Records to process>
=== Section Start ===
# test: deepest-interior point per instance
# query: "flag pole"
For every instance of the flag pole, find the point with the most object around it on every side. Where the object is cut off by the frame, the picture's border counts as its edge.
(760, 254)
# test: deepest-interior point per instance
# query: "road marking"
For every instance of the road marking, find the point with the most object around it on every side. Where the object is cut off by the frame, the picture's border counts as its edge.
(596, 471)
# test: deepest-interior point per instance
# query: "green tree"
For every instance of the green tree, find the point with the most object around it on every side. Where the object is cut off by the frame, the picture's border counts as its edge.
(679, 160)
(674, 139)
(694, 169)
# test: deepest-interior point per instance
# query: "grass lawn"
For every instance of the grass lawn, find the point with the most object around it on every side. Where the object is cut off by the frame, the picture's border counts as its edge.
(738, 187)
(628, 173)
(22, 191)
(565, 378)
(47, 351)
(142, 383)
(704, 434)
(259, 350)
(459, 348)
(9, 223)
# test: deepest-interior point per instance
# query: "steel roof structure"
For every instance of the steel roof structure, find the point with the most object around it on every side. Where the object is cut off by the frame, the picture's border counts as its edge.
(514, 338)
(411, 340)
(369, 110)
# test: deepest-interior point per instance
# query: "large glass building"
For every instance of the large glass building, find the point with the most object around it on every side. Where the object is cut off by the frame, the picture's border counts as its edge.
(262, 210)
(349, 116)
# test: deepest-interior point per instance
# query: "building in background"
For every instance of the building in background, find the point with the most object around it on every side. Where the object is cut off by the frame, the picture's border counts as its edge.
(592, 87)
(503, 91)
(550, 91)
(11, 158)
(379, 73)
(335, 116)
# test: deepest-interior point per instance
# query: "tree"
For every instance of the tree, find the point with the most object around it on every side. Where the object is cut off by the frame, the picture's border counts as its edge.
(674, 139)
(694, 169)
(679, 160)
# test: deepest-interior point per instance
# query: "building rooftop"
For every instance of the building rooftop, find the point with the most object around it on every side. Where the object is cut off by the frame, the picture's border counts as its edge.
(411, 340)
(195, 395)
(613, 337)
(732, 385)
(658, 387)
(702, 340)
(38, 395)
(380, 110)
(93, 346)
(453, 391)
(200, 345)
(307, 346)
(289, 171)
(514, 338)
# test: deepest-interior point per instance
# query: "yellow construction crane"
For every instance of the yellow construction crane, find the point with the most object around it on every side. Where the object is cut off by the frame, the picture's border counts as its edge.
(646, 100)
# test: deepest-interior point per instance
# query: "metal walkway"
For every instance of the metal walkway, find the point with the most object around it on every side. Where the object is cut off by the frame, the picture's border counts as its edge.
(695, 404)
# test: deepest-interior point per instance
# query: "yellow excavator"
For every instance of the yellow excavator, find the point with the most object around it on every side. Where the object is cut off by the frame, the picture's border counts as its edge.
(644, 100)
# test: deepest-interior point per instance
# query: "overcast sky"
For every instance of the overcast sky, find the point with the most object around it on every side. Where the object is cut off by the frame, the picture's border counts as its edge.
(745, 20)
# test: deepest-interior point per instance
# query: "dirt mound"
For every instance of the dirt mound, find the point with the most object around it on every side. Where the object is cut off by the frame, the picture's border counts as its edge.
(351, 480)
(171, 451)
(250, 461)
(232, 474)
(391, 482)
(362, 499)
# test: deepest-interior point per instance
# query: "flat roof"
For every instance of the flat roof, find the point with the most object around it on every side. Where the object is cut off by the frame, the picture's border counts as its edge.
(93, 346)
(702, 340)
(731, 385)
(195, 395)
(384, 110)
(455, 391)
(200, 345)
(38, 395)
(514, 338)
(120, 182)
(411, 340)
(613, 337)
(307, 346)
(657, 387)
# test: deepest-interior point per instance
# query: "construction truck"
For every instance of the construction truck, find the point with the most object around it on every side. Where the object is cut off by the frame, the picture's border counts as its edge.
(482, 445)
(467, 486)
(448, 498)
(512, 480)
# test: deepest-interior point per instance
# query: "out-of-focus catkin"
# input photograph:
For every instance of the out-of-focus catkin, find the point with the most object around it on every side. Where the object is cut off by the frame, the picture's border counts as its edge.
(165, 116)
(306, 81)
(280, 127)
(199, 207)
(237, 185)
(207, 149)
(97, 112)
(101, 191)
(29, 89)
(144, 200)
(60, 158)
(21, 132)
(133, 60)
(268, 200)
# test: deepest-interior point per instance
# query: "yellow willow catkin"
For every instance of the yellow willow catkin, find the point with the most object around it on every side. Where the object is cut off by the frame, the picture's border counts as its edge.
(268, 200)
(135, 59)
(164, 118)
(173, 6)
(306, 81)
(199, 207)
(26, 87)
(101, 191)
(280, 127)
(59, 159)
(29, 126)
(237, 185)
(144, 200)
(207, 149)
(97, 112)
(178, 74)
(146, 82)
=== Section End ===
Directions> Each entry is to be given again, exactly as it stands.

Output of the exercise>
# test: deepest-interior point per instance
# query: "flag pole"
For every instance of the flag pole, find the point with the most object around it on every side. Where the object is cut off by the frame, the picture's border counts as its edge.
(760, 254)
# test: deepest-interior point per instance
# query: "road marking"
For every instance of the road marking, find the point with the most object around it on every side. Where the object is cut off by the frame, the picture's border counts as its edge.
(596, 471)
# test: deepest-interior point per instance
# query: "green tree"
For every instance of the green tree, find the point with the most object around it on every side. Where the object is cut off by the frame, the picture's border counts as its edge.
(679, 160)
(674, 139)
(694, 169)
# test: deepest-interior point per instance
# query: "grass lawn"
For every instance of the grass lawn, find the point with the most object around it on every side. Where the object is cut off by the frame, the picture's border counts as its edge.
(738, 187)
(628, 173)
(22, 191)
(565, 378)
(47, 351)
(142, 383)
(704, 434)
(259, 350)
(459, 348)
(9, 223)
# test: deepest-interior point per instance
# query: "steel roof structure"
For every instance of the steel roof structure, find the point with the most object around it on every side. Where the object is cut off by the frame, the picture's border counts as its edge.
(514, 338)
(411, 340)
(369, 110)
# test: deepest-interior point per instance
# query: "large glass building"
For every instance of the large glass building, find the point with the most object around it on every side. Where the object is cut off by the frame, the picture's border counts as its edge.
(262, 210)
(349, 116)
# test: deepest-interior point per instance
# query: "building in background"
For every instance of the building in background, find the point with the most object around it on every side. Where the object is cut off by the frame, the picture's border counts as its edge.
(592, 87)
(503, 91)
(550, 91)
(11, 158)
(379, 73)
(335, 116)
# test: deepest-interior point per instance
# query: "tree"
For every instance of the tree, find the point with the most object around it on every side. Where the object is cut off by the frame, the picture's border counts as its edge.
(674, 139)
(694, 169)
(679, 160)
# test: deepest-interior point per instance
# query: "building rooftop"
For every instance of the building rooftop, find the point with the most object around it on every side. Where the object is cut off by the frame, the picture's border counts as its edge.
(411, 340)
(195, 395)
(613, 337)
(732, 385)
(658, 387)
(702, 340)
(38, 395)
(380, 110)
(93, 346)
(453, 391)
(200, 345)
(307, 346)
(289, 171)
(514, 338)
# test: deepest-interior point per instance
# query: "yellow construction crane"
For every instance of the yellow construction crane, find the point with the most object around it on every side. Where the object is cut off by the frame, the picture's border counts as its edge.
(646, 100)
# test: deepest-interior point per instance
# query: "metal walkway"
For every instance of the metal walkway, find the point with the most object around it on every side. Where the object is cut off by the frame, the picture's border counts as its edge.
(695, 404)
# test: deepest-interior point per instance
# query: "yellow excavator"
For every instance of the yellow excavator, find the point with the most object around it on every side. Where the object is cut off by the frame, the picture's border counts as its edge.
(644, 100)
# test: deepest-interior point per instance
# query: "overcast sky"
For every instance of the overcast sky, find the point with the most object around it on every side. Where the object is cut off by the frame, the picture's border counts as its edge.
(745, 20)
# test: deepest-interior point per instance
# query: "dirt mound"
For every instance of the dirt mound, find the point with the most object around it on every side. Where the object is cut off by the frame, the picture's border counts as its edge.
(351, 480)
(171, 451)
(250, 461)
(232, 474)
(391, 482)
(362, 499)
# test: deepest-interior point per instance
# query: "flat roof"
For every instance of the flat roof, find the point with the most object around it on every side. Where the object is cut off by the frame, the picture's border counts as its edge.
(93, 346)
(702, 340)
(731, 385)
(195, 395)
(384, 110)
(455, 391)
(200, 345)
(38, 395)
(514, 338)
(120, 182)
(411, 340)
(613, 337)
(307, 346)
(657, 387)
# test: deepest-interior point per instance
# query: "construction truck"
For every instance of the construction truck, find the point with the most object around it on every side. Where the object is cut off by the frame, the picture's border counts as its edge.
(482, 445)
(467, 486)
(448, 498)
(512, 480)
# test: deepest-interior point per instance
# query: "out-of-focus catkin"
# input photograph:
For every instance of the out-of-focus catkin, find the point with the most object around it on every side. Where the object is cut off by the frame, the picture's border counts as its edge.
(165, 116)
(306, 81)
(280, 127)
(199, 207)
(237, 185)
(207, 149)
(97, 112)
(101, 191)
(29, 89)
(144, 200)
(60, 158)
(21, 132)
(133, 60)
(268, 200)
# test: deepest-interior point per instance
# query: "yellow willow catkin"
For every instance of the yellow willow catkin, find the point with the most object around it on every side. Where the object is cut off by the frame, the picture's border counts as its edge.
(268, 200)
(135, 59)
(164, 118)
(173, 6)
(306, 81)
(199, 207)
(26, 87)
(101, 191)
(280, 127)
(59, 159)
(29, 126)
(237, 185)
(144, 200)
(207, 149)
(97, 112)
(178, 74)
(146, 82)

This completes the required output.